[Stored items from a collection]
****************************************
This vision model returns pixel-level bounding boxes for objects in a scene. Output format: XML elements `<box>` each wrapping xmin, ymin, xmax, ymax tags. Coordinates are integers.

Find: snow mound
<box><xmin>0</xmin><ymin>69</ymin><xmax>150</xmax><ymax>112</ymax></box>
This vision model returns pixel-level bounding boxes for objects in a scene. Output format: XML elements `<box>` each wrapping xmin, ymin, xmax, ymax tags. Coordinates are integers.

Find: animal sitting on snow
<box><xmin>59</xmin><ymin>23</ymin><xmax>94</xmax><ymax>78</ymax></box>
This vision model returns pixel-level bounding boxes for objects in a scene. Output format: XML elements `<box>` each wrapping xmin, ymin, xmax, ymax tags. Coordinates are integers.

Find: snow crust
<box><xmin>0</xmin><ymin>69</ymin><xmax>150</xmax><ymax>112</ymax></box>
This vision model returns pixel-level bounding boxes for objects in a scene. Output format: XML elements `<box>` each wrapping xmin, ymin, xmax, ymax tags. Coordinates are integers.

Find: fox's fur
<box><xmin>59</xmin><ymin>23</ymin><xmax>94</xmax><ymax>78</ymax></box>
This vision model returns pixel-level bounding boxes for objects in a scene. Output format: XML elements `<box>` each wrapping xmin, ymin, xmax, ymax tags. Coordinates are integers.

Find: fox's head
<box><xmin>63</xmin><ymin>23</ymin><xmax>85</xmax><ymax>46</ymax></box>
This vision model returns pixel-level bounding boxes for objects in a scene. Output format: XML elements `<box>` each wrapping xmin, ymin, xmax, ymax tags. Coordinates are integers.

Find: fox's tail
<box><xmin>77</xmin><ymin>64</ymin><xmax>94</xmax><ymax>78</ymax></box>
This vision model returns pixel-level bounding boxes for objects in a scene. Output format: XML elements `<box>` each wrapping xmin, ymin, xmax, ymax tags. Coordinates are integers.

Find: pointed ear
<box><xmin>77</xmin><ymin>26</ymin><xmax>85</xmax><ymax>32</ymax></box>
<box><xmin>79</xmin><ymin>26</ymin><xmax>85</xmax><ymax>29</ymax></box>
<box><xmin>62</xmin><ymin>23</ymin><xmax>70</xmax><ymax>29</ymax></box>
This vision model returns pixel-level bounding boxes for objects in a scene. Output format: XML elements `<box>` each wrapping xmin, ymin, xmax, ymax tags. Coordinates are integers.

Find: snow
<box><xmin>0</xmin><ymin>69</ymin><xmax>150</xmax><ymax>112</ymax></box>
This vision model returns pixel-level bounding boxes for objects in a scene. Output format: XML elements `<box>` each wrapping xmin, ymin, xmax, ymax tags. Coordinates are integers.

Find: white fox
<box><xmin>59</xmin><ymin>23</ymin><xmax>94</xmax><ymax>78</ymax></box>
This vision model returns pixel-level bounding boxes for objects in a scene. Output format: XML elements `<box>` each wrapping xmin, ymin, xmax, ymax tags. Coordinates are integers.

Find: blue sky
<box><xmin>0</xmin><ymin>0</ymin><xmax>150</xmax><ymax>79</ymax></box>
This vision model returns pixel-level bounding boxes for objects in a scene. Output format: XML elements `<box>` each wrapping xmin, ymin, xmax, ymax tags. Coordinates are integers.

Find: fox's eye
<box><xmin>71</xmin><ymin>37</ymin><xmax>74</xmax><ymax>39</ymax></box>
****************************************
Assignment:
Output the records above in their entirety, exactly.

Completed task:
This vision model returns pixel-level bounding boxes for objects in a scene. Output format: XML elements `<box>` each wrapping xmin, ymin, xmax, ymax tags. Coordinates are integers.

Find: snow mound
<box><xmin>0</xmin><ymin>69</ymin><xmax>150</xmax><ymax>112</ymax></box>
This vision model returns pixel-level bounding boxes for objects in a scene. Output format: XML elements `<box>` each wrapping xmin, ymin, xmax, ymax tags. Coordinates are integers.

Find: animal sitting on snow
<box><xmin>59</xmin><ymin>23</ymin><xmax>94</xmax><ymax>78</ymax></box>
This vision model returns pixel-level bounding boxes for objects in a scene. Output format: XML elements `<box>` each wrapping xmin, ymin, xmax, ymax tags. Coordinates are integers.

Find: snow crust
<box><xmin>0</xmin><ymin>69</ymin><xmax>150</xmax><ymax>112</ymax></box>
This vision model returns pixel-level bounding boxes for objects in a scene. Output format: XML elements `<box>` each wrapping xmin, ymin, xmax, ymax tags. Coordinates are integers.

Find: fox's fur
<box><xmin>59</xmin><ymin>23</ymin><xmax>94</xmax><ymax>78</ymax></box>
This vision model returns pixel-level bounding boxes for objects in a scene. Output format: XML elements `<box>` each wrapping xmin, ymin, xmax, ymax tags. Coordinates are integers.

Find: fox's head
<box><xmin>63</xmin><ymin>23</ymin><xmax>85</xmax><ymax>46</ymax></box>
This vision model returns pixel-level bounding boxes for objects in a scene. Output format: XML elements `<box>` each wrapping xmin, ymin, xmax, ymax tags. Coordinates are integers.

Find: fox's tail
<box><xmin>77</xmin><ymin>64</ymin><xmax>94</xmax><ymax>78</ymax></box>
This vision model returns pixel-level bounding boxes for objects in a scene. Output format: XML elements `<box>` each wrapping xmin, ymin, xmax, ymax tags. Coordinates are integers.

Find: pointed ear
<box><xmin>77</xmin><ymin>26</ymin><xmax>85</xmax><ymax>32</ymax></box>
<box><xmin>79</xmin><ymin>26</ymin><xmax>85</xmax><ymax>29</ymax></box>
<box><xmin>62</xmin><ymin>23</ymin><xmax>70</xmax><ymax>29</ymax></box>
This vision model returns pixel-level bounding boxes for objects in a scene. Output format: XML elements `<box>` each wrapping xmin, ymin, xmax, ymax tags. Coordinates are integers.

Find: snow
<box><xmin>0</xmin><ymin>69</ymin><xmax>150</xmax><ymax>112</ymax></box>
This vision model returns pixel-level bounding boxes for objects in a scene. Output format: XML elements `<box>` each wrapping xmin, ymin, xmax, ymax tags. Coordinates are integers.

Find: white fox
<box><xmin>59</xmin><ymin>23</ymin><xmax>94</xmax><ymax>78</ymax></box>
This vision model returns pixel-level bounding boxes for objects in a scene. Output format: XML elements `<box>` each wrapping xmin, ymin, xmax, ymax tags. Coordinates are integers.

Find: blue sky
<box><xmin>0</xmin><ymin>0</ymin><xmax>150</xmax><ymax>79</ymax></box>
This vision model returns pixel-level bounding boxes for objects in a scene. Output format: XML elements `<box>` each wrapping xmin, ymin, xmax, ymax tags. Coordinates are integers.

Find: fox's eye
<box><xmin>71</xmin><ymin>37</ymin><xmax>74</xmax><ymax>39</ymax></box>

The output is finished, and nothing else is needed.